WHAT IS BEING ASKED: Reproduce every one of the entries below word for word, leaving nothing out and adding nothing.

Dataset excerpt:

%%

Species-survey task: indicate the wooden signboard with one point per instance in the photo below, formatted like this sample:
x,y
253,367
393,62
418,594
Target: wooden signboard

%%

RESULT FOR THIS EXERCISE:
Species-survey task: indicate the wooden signboard with one point per instance in the photo below, formatted like this sample:
x,y
253,367
393,62
418,594
Target: wooden signboard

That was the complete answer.